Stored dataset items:
···

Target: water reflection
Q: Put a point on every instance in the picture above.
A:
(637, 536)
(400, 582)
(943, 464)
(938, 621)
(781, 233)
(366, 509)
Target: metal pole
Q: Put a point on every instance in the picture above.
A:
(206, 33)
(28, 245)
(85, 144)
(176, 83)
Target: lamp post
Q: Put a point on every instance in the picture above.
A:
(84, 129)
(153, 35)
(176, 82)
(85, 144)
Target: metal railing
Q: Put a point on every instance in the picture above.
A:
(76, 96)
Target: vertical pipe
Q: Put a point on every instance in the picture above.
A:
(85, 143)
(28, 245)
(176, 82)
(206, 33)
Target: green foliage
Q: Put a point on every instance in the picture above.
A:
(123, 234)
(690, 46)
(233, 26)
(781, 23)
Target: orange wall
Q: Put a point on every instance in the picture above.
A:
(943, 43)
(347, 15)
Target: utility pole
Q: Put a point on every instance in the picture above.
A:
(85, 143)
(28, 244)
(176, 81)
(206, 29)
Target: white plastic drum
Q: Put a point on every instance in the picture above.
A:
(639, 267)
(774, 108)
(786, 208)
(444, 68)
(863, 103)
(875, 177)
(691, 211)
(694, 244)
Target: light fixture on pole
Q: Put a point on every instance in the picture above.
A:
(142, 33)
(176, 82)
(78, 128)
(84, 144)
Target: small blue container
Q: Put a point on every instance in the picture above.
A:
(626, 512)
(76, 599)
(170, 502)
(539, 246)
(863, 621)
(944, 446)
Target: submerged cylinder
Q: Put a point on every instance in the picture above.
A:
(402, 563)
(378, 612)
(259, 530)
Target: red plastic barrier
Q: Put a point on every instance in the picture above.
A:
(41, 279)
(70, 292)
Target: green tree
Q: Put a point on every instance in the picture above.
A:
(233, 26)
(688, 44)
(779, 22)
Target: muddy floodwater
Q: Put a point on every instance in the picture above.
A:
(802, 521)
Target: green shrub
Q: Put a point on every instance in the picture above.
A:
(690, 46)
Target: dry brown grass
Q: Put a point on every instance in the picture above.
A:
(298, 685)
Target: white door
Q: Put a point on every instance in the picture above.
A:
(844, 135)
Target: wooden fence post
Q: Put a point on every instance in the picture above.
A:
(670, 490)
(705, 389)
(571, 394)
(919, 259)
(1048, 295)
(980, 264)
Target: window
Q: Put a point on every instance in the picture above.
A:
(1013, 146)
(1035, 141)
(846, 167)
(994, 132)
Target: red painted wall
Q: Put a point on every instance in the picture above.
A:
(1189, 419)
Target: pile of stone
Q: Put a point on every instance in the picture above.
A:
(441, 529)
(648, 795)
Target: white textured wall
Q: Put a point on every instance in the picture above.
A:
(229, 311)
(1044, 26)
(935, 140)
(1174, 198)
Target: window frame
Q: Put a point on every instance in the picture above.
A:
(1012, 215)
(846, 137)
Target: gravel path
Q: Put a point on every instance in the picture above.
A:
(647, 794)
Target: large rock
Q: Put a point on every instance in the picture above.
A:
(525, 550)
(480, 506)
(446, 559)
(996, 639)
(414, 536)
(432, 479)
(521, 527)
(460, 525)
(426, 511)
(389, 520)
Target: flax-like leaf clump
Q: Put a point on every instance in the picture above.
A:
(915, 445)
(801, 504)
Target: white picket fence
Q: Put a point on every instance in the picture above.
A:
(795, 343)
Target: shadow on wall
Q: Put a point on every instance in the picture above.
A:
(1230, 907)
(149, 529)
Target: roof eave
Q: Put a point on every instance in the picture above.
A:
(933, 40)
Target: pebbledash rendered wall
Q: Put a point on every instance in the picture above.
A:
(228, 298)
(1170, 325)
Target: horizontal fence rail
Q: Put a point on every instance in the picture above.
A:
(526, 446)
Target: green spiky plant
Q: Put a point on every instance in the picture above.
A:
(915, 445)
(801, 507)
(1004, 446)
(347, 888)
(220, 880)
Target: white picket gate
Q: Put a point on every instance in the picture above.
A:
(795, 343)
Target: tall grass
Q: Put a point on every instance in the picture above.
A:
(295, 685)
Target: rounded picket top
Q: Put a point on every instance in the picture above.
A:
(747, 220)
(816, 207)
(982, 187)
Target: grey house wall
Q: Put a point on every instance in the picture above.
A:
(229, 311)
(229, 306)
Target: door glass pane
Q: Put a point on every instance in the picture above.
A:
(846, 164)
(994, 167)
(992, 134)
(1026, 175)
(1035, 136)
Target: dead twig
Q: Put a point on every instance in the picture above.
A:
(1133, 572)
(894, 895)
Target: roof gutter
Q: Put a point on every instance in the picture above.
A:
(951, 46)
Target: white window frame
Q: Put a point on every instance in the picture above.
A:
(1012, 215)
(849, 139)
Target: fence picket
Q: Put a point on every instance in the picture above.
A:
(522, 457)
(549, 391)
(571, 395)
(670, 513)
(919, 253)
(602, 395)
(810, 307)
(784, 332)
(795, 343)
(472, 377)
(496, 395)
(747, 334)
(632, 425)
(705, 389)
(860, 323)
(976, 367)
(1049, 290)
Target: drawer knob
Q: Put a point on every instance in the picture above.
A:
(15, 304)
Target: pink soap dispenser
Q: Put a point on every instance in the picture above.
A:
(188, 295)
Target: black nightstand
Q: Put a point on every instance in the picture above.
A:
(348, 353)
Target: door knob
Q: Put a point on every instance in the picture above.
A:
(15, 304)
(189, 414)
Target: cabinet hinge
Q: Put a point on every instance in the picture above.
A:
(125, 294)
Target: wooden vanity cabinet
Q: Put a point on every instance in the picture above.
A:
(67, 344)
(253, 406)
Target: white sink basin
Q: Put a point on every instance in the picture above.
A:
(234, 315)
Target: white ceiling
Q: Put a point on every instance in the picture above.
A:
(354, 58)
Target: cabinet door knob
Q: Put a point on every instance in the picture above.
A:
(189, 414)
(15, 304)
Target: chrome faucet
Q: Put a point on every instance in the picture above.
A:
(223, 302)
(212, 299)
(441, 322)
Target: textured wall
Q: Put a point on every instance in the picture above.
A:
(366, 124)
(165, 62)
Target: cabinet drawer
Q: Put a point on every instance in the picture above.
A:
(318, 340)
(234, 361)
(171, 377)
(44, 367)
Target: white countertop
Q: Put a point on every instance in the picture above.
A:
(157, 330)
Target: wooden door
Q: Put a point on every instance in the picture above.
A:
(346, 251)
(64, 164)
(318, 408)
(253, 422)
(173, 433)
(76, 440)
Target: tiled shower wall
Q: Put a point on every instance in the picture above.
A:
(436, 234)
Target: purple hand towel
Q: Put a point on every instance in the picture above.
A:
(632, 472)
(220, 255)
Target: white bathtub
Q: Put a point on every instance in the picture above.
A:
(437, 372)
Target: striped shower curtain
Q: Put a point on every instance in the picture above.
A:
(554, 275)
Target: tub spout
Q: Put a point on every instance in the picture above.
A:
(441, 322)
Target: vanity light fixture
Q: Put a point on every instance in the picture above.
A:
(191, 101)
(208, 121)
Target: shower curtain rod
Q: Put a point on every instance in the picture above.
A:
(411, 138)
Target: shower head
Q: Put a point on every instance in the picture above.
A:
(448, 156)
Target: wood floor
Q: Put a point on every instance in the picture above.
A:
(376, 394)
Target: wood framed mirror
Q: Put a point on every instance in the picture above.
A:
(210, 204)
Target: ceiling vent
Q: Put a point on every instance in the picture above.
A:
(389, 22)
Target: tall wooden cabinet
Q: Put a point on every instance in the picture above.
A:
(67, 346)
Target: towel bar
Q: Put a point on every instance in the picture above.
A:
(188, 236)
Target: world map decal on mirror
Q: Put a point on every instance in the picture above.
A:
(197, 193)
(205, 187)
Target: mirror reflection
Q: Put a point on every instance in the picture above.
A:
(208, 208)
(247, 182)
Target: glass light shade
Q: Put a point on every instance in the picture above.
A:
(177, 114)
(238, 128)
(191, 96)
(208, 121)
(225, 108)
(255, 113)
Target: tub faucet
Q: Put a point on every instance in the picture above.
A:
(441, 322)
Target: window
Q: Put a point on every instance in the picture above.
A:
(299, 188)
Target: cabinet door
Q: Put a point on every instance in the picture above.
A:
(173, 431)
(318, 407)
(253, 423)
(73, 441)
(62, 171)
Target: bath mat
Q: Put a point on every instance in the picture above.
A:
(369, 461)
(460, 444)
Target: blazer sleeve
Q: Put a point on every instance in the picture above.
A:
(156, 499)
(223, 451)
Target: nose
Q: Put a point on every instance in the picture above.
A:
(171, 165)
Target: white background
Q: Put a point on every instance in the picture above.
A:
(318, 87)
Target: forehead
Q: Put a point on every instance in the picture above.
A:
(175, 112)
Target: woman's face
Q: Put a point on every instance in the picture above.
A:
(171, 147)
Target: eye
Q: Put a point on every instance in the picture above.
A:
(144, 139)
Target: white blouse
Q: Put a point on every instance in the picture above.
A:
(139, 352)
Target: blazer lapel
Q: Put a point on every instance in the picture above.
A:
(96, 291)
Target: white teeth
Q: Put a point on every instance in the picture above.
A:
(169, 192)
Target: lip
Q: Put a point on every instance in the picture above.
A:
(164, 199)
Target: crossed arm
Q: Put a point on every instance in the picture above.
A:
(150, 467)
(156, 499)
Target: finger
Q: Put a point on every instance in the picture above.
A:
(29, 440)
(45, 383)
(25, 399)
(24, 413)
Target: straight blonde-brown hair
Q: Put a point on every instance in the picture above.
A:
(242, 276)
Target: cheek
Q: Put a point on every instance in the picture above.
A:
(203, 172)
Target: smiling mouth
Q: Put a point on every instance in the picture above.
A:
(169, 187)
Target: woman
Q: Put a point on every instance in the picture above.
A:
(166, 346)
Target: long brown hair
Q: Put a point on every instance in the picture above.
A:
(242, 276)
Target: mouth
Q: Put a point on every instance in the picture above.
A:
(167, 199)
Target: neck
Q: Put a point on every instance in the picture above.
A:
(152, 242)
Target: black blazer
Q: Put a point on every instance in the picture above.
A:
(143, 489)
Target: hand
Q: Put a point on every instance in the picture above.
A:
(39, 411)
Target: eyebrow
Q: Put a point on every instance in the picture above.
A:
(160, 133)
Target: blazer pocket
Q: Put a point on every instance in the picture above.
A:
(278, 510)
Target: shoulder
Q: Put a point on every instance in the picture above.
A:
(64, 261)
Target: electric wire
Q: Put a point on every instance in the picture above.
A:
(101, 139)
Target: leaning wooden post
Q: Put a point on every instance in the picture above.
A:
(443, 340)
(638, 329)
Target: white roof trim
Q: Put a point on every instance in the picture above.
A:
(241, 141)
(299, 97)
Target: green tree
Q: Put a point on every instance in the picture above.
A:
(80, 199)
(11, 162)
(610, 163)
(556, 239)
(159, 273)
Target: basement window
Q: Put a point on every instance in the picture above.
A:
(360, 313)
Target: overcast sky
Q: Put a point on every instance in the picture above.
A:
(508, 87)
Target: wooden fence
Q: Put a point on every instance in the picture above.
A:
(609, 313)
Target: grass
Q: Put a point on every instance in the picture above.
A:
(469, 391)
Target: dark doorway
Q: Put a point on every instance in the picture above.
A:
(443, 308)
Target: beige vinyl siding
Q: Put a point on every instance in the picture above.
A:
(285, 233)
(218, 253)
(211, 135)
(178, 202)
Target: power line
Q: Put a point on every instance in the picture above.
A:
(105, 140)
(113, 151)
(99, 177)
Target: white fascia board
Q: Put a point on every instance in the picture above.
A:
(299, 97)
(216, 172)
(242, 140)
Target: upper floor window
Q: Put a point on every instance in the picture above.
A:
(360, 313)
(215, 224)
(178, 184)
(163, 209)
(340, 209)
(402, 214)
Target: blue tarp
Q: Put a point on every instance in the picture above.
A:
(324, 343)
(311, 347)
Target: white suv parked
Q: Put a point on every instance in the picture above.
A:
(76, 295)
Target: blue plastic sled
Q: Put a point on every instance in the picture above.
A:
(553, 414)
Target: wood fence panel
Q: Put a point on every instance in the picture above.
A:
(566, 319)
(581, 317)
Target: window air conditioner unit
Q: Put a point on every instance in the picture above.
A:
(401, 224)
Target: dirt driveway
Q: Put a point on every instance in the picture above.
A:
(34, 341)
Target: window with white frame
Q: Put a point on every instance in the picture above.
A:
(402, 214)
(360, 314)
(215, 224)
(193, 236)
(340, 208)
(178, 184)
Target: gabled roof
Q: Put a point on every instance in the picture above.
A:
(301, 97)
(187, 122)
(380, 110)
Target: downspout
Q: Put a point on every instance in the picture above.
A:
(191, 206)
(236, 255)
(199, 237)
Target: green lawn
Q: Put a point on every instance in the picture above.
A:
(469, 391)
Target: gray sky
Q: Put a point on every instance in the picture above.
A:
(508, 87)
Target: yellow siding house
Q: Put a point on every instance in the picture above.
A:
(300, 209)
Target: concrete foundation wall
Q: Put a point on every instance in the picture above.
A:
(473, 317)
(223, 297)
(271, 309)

···

__Exercise instructions__:
With the first line of the records as the start and the line holding "Target: small blue container" as the end, please copy exactly those lines and no others.

__Exercise response__:
Target: water reflection
Q: Put a point on every instance in the picture above.
A:
(637, 536)
(400, 582)
(943, 464)
(938, 621)
(781, 233)
(366, 509)
Target: metal pole
Q: Put a point on every instance in the picture above.
A:
(206, 33)
(28, 245)
(85, 144)
(176, 83)
Target: lamp post
Q: Put a point on every instance in the picture above.
A:
(84, 129)
(153, 35)
(176, 82)
(85, 144)
Target: metal railing
Q: Put a point on every instance in the picture above.
A:
(76, 96)
Target: vertical pipe
Q: Put a point on every instance in the picture above.
A:
(85, 143)
(28, 245)
(176, 82)
(206, 33)
Target: green foliage
Q: Put a point on every instance in the picture above.
A:
(123, 234)
(690, 46)
(233, 26)
(781, 23)
Target: orange wall
Q: Put a point on every instance in the picture above.
A:
(943, 43)
(347, 15)
Target: utility pole
Q: Put a point on every instance in the picture above.
A:
(85, 143)
(28, 244)
(176, 81)
(206, 29)
Target: white plastic drum
Q: Put a point on every instance in the picture above.
A:
(639, 267)
(774, 108)
(786, 208)
(444, 68)
(863, 103)
(875, 177)
(691, 211)
(694, 244)
Target: light fixture on pole
Q: Put a point on every instance in the picture above.
A:
(142, 33)
(176, 82)
(78, 128)
(84, 144)
Target: small blue container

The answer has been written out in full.